The Anglo-Dutch oil company reported profit of $3.26 billion, excluding identified items, better that the $2.91 billion in the fourth quarter of 2013, but down compared to the $5.85 billion stated in the third quarter of last year. Analysts were expecting a result of $4.1 billion.

Shell is the first of big oil companies, or the “super majors”, including BP, Exxon, Total and Chevron, to reports its quarterly performance, with expectations lower crude prices, which fell nearly 60% since last summer, to have a strong impact on results.

However, Shell in particular was not expected to report lower year-on-year results due to the weak comparison base set in fourth quarter of 2013, when the company issued its first profit warning in more than ten years, prompted by low margins and high costs.

Profit in the fourth quarter came at $4.16 billion on a current cost supplies basis, similar to net income, up 93% compared to a year-ago levels, but down from the $5.27 billion in the third quarter of 2014. Full-year profit climbed 14% to $19.04 billion.

“Our strategy is delivering with good performance on our three themes of financial performance, capital efficiency and project delivery. These will remain Shell’s priorities in 2015, as we continue to balance growth and returns,” said Chief Executive Ben van Beurden.

Shell also said it will aim for stronger capital efficiency, with less spending in 2015 compared to last year. The company said it would reduce it potential capital expenditure by $15 billion over the next three years, but warned that Shell is ready to cut spending even more if needed.

The move follows similar course of action taken by fellow oil giant Total, which said it will reduce capital expenditure by 10% this year, and BP which also slashed its spending for 2015.

Since Mr. van Beurden was appointed as CEO, on January 1st 2014, Shell has taken a more conservative approach on big investments, while also reducing costs. Earlier this mouth Shell announced it had scrapped a plan to build a petrochemicals in Qatar.

Royal Dutch Shell lost 1.71% on Wednesday and closed at GBX 2 153.5 in London. The stock dropped 3.95% on Thursday to trade at GBX 2 068.5 at 12:18 GMT, marking a one-year decrease of 2.68%. The company is valued at £187.06 billion.

::::::::

> **Prompt A**
Count the lines in the rows below that contain the string "Target", treating case as significant, and give only the number.

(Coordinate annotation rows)

::::::::

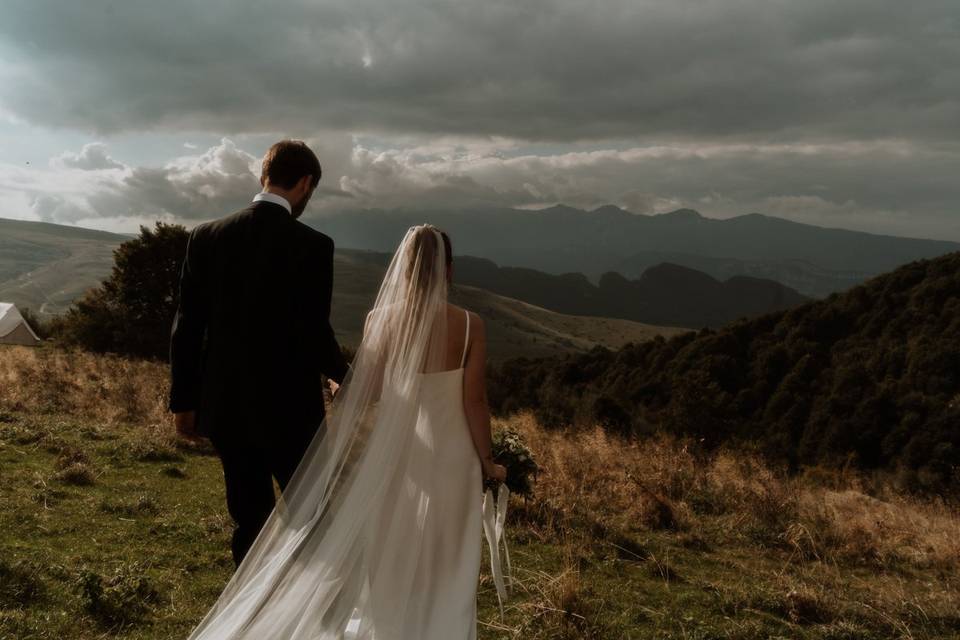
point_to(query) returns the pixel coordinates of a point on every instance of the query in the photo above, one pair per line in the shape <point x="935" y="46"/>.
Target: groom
<point x="252" y="337"/>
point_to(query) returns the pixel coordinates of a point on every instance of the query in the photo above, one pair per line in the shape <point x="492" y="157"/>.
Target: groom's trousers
<point x="249" y="468"/>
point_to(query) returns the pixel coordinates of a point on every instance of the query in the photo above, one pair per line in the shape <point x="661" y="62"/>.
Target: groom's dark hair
<point x="286" y="162"/>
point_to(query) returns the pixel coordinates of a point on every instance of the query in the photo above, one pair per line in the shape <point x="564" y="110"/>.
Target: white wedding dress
<point x="377" y="535"/>
<point x="436" y="498"/>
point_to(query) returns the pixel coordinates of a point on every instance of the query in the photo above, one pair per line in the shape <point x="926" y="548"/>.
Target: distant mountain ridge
<point x="45" y="267"/>
<point x="666" y="294"/>
<point x="868" y="376"/>
<point x="561" y="239"/>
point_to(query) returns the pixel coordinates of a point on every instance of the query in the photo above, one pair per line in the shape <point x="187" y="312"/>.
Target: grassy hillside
<point x="514" y="328"/>
<point x="45" y="267"/>
<point x="564" y="239"/>
<point x="868" y="377"/>
<point x="112" y="528"/>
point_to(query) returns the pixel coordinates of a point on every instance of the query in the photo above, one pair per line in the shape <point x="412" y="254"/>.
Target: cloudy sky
<point x="842" y="113"/>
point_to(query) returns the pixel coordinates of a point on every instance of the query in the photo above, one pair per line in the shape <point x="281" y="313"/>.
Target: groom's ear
<point x="306" y="183"/>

::::::::

> **Prompt B**
In the Shell results text above, begin at the words "Shell also said" and stop after "spending for 2015.", changing each "capital expenditure" in that span to "capital spending".

> **Written reply A**
8

> **Written reply B**
Shell also said it will aim for stronger capital efficiency, with less spending in 2015 compared to last year. The company said it would reduce it potential capital spending by $15 billion over the next three years, but warned that Shell is ready to cut spending even more if needed.

The move follows similar course of action taken by fellow oil giant Total, which said it will reduce capital spending by 10% this year, and BP which also slashed its spending for 2015.